**Task requirements**
Rewrite the data from the line containing "If you could mark the front grille" up to and including the final line, substituting "fog light" for "headlight" and leaving everything else as it is.
-- start Entries shown --
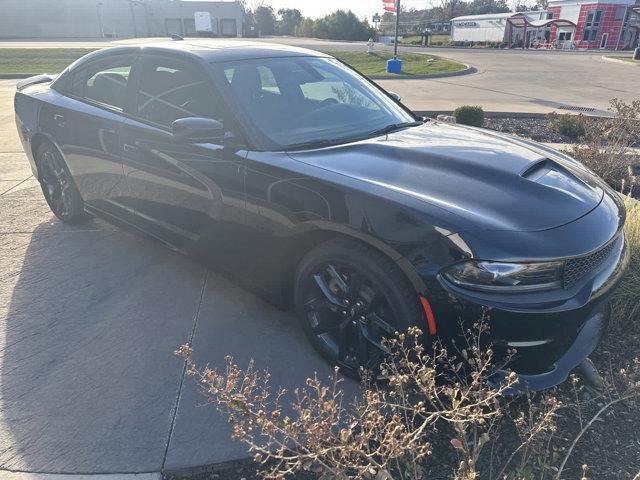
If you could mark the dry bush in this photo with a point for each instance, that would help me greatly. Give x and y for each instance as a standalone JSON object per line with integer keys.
{"x": 606, "y": 145}
{"x": 389, "y": 432}
{"x": 626, "y": 299}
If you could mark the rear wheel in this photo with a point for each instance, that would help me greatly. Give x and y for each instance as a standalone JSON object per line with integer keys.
{"x": 58, "y": 186}
{"x": 351, "y": 297}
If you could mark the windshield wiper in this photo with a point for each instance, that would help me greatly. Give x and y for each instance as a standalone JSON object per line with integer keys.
{"x": 329, "y": 142}
{"x": 393, "y": 127}
{"x": 321, "y": 143}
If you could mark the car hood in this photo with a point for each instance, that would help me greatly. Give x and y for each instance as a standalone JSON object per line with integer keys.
{"x": 493, "y": 181}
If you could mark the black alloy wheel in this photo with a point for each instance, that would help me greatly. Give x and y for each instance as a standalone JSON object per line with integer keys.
{"x": 351, "y": 297}
{"x": 58, "y": 186}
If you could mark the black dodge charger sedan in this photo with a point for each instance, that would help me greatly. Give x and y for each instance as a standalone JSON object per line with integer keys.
{"x": 310, "y": 183}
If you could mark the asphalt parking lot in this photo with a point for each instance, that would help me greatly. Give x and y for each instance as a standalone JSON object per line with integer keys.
{"x": 506, "y": 80}
{"x": 89, "y": 319}
{"x": 90, "y": 315}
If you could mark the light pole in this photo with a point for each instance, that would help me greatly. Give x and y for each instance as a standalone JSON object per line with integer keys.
{"x": 394, "y": 65}
{"x": 99, "y": 7}
{"x": 395, "y": 41}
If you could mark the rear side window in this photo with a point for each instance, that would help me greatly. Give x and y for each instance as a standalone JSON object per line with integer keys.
{"x": 172, "y": 88}
{"x": 103, "y": 82}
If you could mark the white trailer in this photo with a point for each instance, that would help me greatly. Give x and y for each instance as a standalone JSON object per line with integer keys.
{"x": 480, "y": 28}
{"x": 204, "y": 22}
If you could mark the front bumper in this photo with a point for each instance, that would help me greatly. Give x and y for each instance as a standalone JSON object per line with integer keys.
{"x": 550, "y": 333}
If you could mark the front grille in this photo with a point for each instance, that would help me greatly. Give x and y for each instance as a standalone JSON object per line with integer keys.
{"x": 576, "y": 268}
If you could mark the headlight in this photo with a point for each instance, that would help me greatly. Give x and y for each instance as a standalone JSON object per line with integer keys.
{"x": 505, "y": 277}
-- end Entries shown --
**Result**
If you could mark the front grille in this photo with a point for each instance, that would help me greatly. Give x and y for each instance as a standalone JSON object per line with integer keys.
{"x": 576, "y": 268}
If you could mark the fog light in this photo with a point for each instance, that would help me greatly. Give x and y for each instance as a standalone JSON object per line with integer keys.
{"x": 505, "y": 277}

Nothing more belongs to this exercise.